• TEXT SEGMENT:
++++++
Member of the U.S. House of Representatives from New Jersey's 2nd district
- In office March 4, 1859 – March 3, 1863
- Preceded by: George R. Robbins
- Succeeded by: George Middleton

Personal details
- Born: John Leake Newbold Stratton November 27, 1817 Mount Holly, New Jersey, US
- Died: May 17, 1889 (aged 71) Mount Holly, New Jersey, US
- Resting place: St. Andrews Cemetery
- Party: Republican
- Profession: Politician

= John L. N. Stratton =

American politician (1817-1889)

John Leake Newbold Stratton (November 27, 1817, Mount Holly Township, New Jersey - May 17, 1889, Mount Holly Township, New Jersey) was an American Republican Party politician who represented New Jersey's 2nd congressional district for two terms from 1859 to 1863.
++++++
• DATASET RECORDS:
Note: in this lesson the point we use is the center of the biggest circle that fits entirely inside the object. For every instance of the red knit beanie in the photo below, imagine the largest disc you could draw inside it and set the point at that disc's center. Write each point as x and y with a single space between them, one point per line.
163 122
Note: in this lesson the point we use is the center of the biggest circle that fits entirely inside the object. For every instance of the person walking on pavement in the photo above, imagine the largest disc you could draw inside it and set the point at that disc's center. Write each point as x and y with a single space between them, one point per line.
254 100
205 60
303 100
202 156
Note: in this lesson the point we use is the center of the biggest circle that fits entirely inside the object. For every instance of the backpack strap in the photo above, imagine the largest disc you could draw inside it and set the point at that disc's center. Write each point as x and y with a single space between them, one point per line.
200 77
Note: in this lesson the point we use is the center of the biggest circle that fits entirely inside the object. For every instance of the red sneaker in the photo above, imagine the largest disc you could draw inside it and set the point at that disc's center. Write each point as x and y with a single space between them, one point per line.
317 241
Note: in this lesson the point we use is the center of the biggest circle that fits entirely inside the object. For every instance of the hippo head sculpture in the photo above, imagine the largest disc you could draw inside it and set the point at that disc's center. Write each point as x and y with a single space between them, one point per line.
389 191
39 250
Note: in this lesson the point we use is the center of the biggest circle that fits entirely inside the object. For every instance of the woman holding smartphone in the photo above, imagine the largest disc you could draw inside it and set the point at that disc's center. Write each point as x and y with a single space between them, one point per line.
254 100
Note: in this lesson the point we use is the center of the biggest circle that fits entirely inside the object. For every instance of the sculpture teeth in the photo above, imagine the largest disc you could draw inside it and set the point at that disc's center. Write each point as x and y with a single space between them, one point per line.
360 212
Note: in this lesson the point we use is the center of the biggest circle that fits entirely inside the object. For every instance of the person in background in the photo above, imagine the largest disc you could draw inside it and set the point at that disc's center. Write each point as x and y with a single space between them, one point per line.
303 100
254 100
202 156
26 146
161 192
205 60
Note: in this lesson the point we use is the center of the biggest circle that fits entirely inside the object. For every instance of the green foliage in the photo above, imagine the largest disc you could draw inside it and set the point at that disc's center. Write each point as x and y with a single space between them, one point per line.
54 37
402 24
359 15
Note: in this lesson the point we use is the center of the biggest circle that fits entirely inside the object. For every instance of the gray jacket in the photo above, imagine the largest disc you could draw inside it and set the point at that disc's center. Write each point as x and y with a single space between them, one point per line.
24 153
++++++
• EXERCISE: List every distinct full date (month, day, and year) in the Stratton profile. The rows come from a separate source.

• TASK OUTPUT:
March 4, 1859
March 3, 1863
November 27, 1817
May 17, 1889